• [Written task]
Report every line in the material below that contains the word "metal", copying each line in full. Case counts.

• [Data listing]

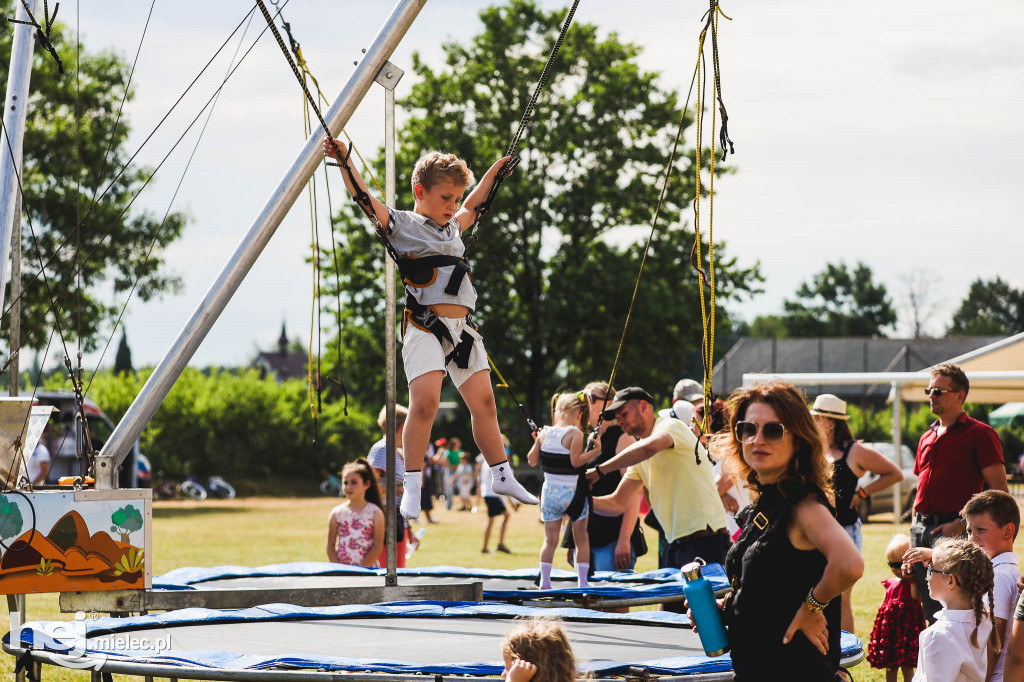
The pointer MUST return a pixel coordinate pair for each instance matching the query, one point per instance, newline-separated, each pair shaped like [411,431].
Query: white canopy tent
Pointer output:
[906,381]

---

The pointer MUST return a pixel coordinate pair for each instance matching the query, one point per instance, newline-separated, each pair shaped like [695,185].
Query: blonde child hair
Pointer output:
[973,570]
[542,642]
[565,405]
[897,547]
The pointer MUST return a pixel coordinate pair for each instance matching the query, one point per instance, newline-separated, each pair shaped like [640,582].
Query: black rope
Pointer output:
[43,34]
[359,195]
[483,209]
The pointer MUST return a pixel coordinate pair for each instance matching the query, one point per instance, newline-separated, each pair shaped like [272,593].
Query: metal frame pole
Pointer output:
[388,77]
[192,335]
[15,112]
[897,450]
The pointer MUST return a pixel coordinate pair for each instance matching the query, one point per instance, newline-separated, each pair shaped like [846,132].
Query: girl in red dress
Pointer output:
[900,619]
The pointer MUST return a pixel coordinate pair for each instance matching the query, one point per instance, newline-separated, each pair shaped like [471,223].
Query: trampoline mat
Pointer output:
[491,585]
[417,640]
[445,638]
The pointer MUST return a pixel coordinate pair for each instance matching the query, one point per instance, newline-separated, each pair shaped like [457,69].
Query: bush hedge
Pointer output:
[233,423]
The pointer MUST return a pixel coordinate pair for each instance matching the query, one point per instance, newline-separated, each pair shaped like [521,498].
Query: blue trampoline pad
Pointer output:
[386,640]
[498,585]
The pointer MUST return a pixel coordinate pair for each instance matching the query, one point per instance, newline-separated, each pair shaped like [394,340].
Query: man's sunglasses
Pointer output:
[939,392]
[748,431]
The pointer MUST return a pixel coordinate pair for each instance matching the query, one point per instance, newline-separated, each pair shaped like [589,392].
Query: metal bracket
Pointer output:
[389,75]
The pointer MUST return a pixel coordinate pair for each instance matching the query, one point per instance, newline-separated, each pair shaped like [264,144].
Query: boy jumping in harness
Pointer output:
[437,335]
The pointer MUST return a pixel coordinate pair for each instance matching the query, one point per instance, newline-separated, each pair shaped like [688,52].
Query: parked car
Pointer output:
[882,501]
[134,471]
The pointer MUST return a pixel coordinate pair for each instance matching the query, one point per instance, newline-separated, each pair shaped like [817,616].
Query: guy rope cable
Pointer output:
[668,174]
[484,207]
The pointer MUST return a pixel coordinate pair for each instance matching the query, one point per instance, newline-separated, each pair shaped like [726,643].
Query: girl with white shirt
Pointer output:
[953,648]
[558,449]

• [Problem solution]
Query: metal frame pole
Query: metal bracket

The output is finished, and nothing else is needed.